Consignes:
1. Dans l'extrait sur les formes de combat, autour de quel type de déplacement s'articulent les systèmes du sud ?
2. Relevez chaque occurrence du mot « adaptation » dans l'extrait sur les formes de combat, avec le groupe nominal qu'il ouvre.
3. Rédigez la suite de l'extrait sur les formes de combat, en reprenant après sa dernière phrase.

Extrait choisi:
###
Généralement, les déplacements se font, pour les boxes du nord, sur un axe linéaire alors que les systèmes du sud s’articulent autour d’un déplacement en croix.


Pourrons nous utiliser les enchaînements des formes textuellement, à l’identique des formes ?

Bien que ce ne soit pas impossible, la réponse correcte devrait être « difficilement ». Et ce, pour plusieurs raisons.

Le combat, c’est l’adaptation. L’adaptation au changement de situation, l’adaptation immédiate au changement de données. La forme est créée pour donner une réponse A à une attaque B. Si l’attaque arrive, tel que dans une situation donnée d’une de vos formes, il est possible que votre réponse soit immédiate et propre. 
Mais ce genre de configuration idéale ne se rencontre pas toujours. C’est ici que l’assimilation de nombreuses formes provenant D’UN MÊME SYSTÈME est importante.

En effet, il ne s’agit pas de collectionner juste pour le plaisir d’avoir une multitude de formes, mais bien d’amasser suffisamment d’enchaînements différents répondant à des situations et changements multiples.
Un trop grand nombre de forme est difficile à réellement maîtriser par manque de temps, un trop petit nombre ne donnera pas suffisamment de réponses. Ici, nous parlons bien de maîtrise (d’une forme), pas seulement d’apprentissage.
###
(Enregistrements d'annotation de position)
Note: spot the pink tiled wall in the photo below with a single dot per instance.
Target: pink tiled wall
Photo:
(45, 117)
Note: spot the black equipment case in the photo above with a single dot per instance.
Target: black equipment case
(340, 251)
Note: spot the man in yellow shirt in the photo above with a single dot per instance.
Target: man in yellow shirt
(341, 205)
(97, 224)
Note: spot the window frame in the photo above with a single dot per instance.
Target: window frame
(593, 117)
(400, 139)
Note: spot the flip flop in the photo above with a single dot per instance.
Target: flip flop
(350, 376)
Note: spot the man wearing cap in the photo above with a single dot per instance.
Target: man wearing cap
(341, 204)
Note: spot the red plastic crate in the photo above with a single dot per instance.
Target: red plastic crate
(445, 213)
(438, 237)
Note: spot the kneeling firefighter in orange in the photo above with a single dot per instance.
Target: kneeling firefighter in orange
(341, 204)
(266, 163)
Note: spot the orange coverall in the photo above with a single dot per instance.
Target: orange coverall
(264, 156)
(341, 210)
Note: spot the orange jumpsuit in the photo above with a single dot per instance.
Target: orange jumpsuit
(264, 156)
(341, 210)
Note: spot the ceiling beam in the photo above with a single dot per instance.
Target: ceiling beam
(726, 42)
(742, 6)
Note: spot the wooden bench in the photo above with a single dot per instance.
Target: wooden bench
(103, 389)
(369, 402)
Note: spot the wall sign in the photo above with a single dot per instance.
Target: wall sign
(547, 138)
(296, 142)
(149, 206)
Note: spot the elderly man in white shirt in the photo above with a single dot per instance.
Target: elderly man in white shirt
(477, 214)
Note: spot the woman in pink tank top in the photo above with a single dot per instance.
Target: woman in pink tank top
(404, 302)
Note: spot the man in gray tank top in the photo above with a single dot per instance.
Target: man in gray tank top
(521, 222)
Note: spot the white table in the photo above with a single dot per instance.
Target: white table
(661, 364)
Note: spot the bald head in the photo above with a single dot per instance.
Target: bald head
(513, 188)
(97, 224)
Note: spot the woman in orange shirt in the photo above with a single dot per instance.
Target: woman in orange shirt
###
Réponses:
1. Les systèmes du sud s'articulent autour d'un déplacement en croix.

2.
- « l'adaptation » (dans « Le combat, c'est l'adaptation »)
- « L'adaptation au changement de situation »
- « l'adaptation immédiate au changement de données »

3.
Je tiens d’ailleurs à rappeler que dans le passé, l’élève joignait la classe pour apprendre à se défendre, pas pour saisir l’intégralité du style. C’était suffisant pour une majorité. Le maître n’enseignait d’ailleurs souvent pas les mêmes formes en fonction de l’envie et surtout, de la morphologie de l’élève. Peu accédaient à l’ensemble des connaissances.


Un petit parallèle

Si je devais  faire un parallèle imagé pour décrire l’importance des formes, j’emploierais l’exemple de l’alphabet.

A la petite école, nous apprenons en premier lieu l’alphabet, puis, les syllabes, puis, viennent les mots. Avec ces mots arrivent les phrases. Au départ, nous ne créons pas, nous apprenons à nous servir de ce qui existe déjà. Par la suite, à force de lire, nous pouvons nous-mêmes créer, produire d’autres livres.  C’est un exercice simple, nous écrivons tous les jours, posons des mots les uns à la suite des autres sans cesse et ce, grâce aux bases que sont l’alphabet et la grammaire (les techniques des formes et la stratégie). Nous ne créons pas des mots (mouvements), mais nous créons de nouveaux textes (combos) suivants l’emplacement de ces mots.

Un système bien fondé doit contenir des formes combinant des défenses et des attaques  sous divers angles, des enchaînements créés à partir d’une frappe, se déroulant d’une certaine façon ; dans une autre forme, partant d’une frappe identique à la précédente, mais se déroulant différemment donnant ainsi diverses possibilités de réponse. Ces réponses doivent être infinies.


La séparation des mains

Doit ont pour autant s’y coller intrinsèquement ? 
Si les techniques du système sont contenues dans les formes, toutes les combinaisons possibles n’y sont pas. Nous abordons donc maintenant la pratique du Shou Fa (Sao Fat en cantonais), la loi des mains. Il est question maintenant de créer de nouveaux combos avec un partenaire, suivant la stratégie de combat et les règles que les formes nous ont inculquées.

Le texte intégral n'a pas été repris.